• _EXERCISE BRIEF_:
Count the lines of the listing below that contain the string "white", and reply with only that number.
— begin INPUT ROWS —
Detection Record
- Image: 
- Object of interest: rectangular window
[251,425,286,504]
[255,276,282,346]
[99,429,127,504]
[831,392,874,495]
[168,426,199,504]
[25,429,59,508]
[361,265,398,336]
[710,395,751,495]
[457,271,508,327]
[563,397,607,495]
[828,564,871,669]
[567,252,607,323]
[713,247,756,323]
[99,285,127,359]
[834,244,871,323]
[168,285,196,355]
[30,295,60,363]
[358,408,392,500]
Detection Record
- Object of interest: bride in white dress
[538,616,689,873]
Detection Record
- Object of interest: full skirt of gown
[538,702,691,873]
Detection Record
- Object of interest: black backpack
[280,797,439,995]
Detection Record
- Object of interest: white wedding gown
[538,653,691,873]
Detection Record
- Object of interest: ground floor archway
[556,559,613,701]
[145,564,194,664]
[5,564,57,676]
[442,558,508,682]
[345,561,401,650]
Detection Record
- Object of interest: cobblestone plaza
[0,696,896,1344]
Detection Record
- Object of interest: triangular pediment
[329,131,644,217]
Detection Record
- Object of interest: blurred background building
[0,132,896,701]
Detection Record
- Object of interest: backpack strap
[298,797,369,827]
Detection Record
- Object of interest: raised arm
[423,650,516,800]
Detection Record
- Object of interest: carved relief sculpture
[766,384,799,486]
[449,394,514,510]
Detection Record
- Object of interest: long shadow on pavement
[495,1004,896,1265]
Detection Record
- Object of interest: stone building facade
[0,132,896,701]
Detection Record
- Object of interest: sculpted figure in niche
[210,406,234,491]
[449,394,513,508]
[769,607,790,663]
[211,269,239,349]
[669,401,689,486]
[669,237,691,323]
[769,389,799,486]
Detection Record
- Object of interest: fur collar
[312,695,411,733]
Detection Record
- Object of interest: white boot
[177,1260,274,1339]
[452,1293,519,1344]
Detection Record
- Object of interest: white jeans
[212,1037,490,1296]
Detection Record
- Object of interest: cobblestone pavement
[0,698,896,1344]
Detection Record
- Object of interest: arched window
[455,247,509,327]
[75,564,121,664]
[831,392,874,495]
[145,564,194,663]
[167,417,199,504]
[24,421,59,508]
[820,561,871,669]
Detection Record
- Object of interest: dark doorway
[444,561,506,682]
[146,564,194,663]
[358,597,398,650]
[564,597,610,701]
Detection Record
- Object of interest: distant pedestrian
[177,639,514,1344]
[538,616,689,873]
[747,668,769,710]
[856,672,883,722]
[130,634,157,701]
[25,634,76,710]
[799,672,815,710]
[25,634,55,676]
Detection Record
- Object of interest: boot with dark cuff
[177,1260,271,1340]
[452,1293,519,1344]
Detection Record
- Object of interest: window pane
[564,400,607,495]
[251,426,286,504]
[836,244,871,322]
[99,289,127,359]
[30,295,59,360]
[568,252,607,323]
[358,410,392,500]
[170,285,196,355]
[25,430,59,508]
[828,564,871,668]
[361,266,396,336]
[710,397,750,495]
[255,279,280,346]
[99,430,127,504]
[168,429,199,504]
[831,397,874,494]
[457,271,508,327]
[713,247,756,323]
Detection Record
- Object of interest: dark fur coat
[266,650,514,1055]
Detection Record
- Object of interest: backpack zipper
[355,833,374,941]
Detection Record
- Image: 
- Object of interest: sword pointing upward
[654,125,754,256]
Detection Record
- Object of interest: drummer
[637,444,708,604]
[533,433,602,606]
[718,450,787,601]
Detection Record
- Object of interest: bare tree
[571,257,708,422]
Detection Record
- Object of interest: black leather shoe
— end INPUT ROWS —
• _SOLVED EXERCISE_:
4